## Work instructions:
Search the data for the word "countertop" and copy each line that has it.
Material to process section start
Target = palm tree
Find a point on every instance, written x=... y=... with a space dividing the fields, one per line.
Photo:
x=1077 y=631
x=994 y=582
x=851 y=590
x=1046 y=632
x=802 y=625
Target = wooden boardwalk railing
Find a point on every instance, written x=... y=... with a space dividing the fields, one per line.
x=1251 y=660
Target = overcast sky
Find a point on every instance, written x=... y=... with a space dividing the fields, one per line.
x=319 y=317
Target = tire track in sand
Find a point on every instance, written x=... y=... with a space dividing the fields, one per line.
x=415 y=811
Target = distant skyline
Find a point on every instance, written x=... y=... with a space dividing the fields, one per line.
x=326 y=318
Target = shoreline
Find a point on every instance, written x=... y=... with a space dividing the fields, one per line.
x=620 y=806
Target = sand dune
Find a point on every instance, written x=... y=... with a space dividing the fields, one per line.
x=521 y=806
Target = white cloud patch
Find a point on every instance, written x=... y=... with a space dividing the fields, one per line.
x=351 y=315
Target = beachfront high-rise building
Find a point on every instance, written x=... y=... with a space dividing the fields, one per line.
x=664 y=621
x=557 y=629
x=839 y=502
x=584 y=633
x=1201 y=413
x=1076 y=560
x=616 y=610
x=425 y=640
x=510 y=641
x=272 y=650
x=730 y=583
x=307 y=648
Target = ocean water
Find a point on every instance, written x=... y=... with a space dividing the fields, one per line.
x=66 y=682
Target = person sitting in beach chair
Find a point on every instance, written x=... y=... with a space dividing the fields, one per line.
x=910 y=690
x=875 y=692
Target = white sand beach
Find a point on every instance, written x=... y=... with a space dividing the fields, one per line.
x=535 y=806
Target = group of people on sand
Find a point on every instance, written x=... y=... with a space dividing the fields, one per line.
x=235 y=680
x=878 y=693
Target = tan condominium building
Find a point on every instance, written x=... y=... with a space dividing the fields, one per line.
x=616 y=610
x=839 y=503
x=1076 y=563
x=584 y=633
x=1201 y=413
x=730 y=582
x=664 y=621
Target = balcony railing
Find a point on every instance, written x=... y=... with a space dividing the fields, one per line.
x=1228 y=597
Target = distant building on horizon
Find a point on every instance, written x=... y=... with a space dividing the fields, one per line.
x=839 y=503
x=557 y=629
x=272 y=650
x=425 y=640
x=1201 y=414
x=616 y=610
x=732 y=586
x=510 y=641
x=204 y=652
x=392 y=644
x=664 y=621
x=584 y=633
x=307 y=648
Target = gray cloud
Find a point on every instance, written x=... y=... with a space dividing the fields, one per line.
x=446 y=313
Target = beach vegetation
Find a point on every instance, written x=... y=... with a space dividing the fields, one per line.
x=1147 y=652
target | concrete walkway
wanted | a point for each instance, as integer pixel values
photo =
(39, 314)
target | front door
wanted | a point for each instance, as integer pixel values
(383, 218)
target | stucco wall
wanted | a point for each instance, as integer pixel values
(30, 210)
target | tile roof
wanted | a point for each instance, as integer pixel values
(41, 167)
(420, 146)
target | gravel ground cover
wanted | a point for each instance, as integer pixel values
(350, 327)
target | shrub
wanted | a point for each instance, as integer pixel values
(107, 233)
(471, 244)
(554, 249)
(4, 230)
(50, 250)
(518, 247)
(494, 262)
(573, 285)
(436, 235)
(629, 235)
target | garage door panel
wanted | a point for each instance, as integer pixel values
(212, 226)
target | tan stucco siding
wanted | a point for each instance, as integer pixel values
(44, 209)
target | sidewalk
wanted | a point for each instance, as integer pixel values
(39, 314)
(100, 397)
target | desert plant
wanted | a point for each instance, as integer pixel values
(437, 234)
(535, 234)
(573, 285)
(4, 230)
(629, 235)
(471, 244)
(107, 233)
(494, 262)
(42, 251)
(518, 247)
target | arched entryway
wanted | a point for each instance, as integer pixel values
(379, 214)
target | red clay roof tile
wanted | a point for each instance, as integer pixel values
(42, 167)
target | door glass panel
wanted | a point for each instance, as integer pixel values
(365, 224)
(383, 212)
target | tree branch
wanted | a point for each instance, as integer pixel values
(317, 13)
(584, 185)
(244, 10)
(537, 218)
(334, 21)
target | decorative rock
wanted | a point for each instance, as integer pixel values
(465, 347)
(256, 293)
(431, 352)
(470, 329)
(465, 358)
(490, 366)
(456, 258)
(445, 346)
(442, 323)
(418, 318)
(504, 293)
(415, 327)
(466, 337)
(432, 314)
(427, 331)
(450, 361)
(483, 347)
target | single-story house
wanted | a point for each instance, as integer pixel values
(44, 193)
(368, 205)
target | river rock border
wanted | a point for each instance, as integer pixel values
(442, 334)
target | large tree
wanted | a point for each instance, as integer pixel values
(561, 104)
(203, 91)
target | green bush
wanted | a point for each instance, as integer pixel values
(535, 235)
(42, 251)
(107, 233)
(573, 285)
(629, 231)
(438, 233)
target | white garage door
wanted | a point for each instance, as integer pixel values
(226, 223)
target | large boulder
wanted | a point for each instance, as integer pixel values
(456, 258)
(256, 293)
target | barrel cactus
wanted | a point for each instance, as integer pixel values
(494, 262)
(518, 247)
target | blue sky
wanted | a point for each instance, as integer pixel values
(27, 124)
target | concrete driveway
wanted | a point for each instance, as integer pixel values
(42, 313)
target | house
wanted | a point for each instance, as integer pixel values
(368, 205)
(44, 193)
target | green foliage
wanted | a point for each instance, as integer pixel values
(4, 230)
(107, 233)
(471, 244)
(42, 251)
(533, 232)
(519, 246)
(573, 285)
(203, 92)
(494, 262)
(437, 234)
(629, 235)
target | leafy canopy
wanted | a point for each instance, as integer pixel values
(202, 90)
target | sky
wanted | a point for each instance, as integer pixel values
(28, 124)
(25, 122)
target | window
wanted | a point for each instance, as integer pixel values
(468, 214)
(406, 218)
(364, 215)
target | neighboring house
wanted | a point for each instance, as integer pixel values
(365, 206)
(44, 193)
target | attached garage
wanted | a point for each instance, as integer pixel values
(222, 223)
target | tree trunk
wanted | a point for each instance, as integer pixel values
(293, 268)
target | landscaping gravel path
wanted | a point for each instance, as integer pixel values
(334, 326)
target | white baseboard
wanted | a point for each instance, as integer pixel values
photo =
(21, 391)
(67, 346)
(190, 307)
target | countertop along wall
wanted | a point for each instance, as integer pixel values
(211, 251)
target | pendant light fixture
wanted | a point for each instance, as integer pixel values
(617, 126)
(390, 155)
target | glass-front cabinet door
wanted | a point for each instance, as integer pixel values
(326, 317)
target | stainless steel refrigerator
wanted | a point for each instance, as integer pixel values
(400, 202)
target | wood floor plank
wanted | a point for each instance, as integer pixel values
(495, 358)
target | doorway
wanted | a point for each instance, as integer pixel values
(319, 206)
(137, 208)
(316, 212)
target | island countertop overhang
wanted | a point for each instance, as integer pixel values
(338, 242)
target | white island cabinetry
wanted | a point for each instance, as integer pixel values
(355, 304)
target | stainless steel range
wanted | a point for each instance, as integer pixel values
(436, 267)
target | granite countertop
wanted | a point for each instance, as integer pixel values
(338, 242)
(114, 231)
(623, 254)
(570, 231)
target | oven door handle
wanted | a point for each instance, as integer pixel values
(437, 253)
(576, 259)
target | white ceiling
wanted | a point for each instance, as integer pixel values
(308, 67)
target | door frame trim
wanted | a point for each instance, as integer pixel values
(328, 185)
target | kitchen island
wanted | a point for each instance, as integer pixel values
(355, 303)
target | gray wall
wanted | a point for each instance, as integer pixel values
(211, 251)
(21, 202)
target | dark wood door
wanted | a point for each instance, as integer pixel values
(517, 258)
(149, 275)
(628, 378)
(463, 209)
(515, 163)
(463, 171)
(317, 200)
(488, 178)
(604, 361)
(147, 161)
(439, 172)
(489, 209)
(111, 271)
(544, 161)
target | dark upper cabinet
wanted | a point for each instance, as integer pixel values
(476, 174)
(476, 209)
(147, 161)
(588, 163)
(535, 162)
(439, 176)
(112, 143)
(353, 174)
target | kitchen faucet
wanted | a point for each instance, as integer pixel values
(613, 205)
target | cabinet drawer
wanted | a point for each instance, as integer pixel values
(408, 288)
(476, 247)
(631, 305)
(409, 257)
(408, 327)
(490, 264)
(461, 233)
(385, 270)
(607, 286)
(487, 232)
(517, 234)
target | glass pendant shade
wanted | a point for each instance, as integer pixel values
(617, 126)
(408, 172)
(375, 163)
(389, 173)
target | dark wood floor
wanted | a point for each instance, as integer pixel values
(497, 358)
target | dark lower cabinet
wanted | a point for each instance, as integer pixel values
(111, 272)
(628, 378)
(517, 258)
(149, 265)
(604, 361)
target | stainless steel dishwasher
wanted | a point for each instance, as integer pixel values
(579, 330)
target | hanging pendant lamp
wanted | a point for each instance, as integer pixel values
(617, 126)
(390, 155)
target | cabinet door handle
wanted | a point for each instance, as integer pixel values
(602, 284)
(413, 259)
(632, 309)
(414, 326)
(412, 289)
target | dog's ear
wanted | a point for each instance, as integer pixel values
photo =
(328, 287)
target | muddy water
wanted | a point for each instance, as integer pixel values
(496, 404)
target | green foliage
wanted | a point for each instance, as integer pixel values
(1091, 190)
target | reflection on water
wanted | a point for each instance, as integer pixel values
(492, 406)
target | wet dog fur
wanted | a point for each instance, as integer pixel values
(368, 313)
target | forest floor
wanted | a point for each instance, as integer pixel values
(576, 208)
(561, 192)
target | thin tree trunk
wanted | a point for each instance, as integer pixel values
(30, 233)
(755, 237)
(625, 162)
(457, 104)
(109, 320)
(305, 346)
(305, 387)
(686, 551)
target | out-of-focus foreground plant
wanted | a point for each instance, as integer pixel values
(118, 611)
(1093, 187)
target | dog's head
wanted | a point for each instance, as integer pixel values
Material to process section end
## Written response:
target | countertop along wall
target | island countertop overhang
target | granite countertop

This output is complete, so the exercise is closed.